Material for this task:
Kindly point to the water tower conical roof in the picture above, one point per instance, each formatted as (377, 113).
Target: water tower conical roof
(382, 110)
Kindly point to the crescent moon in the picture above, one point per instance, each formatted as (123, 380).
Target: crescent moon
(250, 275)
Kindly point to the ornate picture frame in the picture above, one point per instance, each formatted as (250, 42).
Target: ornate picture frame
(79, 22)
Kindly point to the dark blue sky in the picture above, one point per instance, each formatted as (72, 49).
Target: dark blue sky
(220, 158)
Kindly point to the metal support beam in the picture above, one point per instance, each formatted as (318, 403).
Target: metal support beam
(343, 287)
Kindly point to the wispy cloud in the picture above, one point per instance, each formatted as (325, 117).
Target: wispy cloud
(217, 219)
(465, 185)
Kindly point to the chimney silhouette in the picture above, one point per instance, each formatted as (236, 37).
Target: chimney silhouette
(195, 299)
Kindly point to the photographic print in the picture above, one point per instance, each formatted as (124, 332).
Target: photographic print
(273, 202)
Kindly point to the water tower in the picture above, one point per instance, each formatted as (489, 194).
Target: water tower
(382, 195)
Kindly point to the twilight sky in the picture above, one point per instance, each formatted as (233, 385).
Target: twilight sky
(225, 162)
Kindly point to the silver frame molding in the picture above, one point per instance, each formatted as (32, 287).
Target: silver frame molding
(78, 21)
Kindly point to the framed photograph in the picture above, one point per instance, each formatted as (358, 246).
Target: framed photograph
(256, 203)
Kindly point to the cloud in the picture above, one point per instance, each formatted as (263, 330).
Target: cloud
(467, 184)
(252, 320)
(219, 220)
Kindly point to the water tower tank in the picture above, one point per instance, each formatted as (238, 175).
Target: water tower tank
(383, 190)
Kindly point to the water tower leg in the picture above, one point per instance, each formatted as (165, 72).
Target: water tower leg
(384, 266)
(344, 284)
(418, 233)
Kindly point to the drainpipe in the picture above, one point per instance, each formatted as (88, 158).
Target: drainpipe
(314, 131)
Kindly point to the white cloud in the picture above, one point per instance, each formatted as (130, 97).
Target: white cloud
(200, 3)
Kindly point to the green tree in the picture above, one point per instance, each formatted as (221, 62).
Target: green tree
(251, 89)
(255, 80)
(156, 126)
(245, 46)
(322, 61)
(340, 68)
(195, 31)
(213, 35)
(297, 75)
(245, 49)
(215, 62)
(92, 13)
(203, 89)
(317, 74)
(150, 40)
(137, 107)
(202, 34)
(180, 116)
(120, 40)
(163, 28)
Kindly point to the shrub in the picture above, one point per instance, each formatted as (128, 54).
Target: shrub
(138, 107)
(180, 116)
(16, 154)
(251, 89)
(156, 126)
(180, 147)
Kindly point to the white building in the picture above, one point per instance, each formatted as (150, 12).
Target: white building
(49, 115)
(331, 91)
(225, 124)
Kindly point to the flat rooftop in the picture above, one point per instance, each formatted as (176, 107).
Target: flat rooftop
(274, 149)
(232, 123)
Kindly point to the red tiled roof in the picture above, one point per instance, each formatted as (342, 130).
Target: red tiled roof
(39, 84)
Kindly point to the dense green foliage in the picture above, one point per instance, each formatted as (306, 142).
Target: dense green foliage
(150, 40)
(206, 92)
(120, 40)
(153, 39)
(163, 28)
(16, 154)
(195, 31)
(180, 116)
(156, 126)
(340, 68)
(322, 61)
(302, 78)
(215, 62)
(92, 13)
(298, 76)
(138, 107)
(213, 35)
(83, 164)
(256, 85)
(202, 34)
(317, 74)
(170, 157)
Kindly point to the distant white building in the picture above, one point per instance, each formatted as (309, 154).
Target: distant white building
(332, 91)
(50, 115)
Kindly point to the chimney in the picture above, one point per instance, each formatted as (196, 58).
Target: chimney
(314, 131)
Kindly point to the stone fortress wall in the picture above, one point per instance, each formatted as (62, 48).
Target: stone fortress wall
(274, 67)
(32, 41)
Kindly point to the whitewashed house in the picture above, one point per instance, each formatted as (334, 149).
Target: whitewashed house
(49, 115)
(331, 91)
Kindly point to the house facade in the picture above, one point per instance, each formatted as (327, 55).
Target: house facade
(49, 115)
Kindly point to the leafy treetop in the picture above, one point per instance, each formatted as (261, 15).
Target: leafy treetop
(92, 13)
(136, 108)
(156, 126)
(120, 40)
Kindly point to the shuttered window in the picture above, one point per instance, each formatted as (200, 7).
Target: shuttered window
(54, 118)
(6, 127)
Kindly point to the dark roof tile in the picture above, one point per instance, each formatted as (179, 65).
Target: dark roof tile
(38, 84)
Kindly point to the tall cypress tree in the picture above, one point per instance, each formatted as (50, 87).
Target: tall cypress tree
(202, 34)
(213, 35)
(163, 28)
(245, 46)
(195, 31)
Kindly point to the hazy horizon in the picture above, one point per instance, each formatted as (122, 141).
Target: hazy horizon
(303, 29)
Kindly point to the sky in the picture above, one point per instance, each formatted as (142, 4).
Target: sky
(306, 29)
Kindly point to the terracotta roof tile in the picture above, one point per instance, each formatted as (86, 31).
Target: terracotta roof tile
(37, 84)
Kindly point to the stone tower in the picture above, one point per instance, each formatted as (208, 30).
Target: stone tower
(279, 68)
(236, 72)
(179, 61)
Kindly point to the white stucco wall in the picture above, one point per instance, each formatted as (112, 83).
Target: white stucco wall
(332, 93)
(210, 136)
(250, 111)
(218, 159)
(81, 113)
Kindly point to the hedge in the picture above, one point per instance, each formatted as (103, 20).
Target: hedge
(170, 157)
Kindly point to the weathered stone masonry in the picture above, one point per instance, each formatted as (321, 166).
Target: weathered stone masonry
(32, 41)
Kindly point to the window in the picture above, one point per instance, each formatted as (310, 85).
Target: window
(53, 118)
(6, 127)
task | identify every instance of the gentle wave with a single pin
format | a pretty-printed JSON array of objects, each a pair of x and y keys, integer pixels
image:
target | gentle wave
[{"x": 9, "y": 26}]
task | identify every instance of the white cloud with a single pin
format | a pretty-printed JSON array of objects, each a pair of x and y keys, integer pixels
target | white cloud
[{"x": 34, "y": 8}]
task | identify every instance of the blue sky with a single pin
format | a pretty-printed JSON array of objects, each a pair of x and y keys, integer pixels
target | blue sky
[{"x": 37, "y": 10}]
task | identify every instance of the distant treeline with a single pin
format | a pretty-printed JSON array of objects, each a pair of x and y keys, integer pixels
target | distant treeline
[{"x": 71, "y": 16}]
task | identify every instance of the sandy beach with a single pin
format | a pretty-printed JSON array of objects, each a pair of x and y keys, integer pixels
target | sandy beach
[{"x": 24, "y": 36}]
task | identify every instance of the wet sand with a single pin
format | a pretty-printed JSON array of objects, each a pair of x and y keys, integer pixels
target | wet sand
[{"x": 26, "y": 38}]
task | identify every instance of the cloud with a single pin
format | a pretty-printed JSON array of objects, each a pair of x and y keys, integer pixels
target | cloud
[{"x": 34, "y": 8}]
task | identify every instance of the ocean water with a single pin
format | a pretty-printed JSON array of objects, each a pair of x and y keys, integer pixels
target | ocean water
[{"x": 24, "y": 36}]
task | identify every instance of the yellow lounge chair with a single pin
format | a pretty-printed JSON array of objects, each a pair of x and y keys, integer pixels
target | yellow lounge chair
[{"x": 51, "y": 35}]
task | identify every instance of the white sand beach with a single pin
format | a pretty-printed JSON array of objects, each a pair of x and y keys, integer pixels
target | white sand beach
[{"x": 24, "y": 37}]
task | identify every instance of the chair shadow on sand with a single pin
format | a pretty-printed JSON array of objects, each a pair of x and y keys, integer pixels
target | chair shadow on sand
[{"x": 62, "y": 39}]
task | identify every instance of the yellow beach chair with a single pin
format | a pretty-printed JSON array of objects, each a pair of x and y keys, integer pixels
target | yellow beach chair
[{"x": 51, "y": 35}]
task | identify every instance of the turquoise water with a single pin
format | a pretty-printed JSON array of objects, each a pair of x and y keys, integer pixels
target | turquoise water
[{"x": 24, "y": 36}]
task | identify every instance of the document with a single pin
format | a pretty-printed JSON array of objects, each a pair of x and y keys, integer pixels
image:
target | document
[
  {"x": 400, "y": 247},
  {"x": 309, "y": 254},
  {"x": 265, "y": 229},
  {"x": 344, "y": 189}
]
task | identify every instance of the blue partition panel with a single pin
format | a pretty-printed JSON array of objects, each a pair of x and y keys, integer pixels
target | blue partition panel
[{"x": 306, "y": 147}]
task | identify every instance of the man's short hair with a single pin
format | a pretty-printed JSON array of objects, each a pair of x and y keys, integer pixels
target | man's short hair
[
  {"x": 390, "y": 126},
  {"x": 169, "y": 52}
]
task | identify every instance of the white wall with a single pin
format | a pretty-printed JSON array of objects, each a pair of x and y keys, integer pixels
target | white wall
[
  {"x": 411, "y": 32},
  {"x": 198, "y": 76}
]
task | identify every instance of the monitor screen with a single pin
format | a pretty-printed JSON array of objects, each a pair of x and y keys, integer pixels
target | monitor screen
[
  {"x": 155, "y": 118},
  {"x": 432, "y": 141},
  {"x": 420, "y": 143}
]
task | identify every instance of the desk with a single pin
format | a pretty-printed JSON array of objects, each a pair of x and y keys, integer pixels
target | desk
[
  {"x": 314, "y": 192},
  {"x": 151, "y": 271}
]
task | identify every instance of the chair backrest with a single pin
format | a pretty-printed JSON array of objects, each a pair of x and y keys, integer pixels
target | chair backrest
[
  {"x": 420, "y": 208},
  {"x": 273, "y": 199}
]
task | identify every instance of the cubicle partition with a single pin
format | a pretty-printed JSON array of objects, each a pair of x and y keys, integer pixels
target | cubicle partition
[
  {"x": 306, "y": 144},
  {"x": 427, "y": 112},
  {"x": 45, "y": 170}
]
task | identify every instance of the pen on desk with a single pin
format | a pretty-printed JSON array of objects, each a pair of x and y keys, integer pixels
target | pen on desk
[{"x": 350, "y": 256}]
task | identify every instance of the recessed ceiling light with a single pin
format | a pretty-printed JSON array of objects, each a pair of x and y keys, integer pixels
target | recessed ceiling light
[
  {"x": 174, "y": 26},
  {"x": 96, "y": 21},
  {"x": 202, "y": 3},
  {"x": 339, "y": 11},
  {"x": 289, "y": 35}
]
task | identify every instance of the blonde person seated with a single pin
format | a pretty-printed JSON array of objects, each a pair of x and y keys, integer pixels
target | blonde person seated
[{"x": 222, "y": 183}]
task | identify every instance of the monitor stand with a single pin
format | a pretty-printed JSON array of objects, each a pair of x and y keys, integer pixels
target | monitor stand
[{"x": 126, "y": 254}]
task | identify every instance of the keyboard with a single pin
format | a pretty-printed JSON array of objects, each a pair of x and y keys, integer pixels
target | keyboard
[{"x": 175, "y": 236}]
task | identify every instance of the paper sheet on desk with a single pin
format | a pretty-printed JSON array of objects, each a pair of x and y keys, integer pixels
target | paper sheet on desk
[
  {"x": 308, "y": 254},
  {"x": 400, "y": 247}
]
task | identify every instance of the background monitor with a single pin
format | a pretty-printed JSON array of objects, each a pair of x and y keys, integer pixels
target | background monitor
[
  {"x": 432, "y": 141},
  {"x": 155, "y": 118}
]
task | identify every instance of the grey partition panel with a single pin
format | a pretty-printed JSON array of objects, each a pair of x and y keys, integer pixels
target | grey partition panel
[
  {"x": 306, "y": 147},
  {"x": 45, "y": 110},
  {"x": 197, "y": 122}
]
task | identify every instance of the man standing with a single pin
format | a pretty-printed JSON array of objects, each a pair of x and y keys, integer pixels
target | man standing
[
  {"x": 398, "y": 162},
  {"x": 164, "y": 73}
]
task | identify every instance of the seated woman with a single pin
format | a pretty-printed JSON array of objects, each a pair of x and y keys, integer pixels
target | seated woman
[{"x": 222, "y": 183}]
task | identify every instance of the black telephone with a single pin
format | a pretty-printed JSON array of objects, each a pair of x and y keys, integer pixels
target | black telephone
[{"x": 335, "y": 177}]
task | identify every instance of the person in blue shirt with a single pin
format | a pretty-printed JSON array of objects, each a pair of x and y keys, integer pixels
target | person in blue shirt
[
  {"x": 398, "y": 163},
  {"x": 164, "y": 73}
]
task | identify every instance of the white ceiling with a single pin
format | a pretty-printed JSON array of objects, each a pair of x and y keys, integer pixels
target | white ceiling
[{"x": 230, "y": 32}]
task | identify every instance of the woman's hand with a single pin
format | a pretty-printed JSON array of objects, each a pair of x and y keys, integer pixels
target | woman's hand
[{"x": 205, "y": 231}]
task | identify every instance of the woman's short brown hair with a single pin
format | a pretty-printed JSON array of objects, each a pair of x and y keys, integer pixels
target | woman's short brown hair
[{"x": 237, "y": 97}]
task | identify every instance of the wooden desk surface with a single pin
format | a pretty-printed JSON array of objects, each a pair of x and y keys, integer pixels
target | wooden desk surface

Instruction:
Change "pretty-printed" to "indented" in the lines running from the one that contains "task | identify every instance of the woman's hand" through the end of the material. Reproduce only those lines, with nothing else altered.

Response to this exercise:
task | identify every instance of the woman's hand with a single pin
format | a indented JSON array of objects, each a pair of x and y keys, integer pixels
target | woman's hand
[{"x": 205, "y": 231}]
task | identify every instance of the woman's short brown hair with a single pin
format | a indented JSON array of objects, each a pair of x and y keys, integer pixels
target | woman's short brown hair
[{"x": 237, "y": 97}]
task | identify every instance of the wooden desk surface with a single pin
format | a indented JSON array of objects, each a pair of x and y keys, integer pixels
target | wooden desk surface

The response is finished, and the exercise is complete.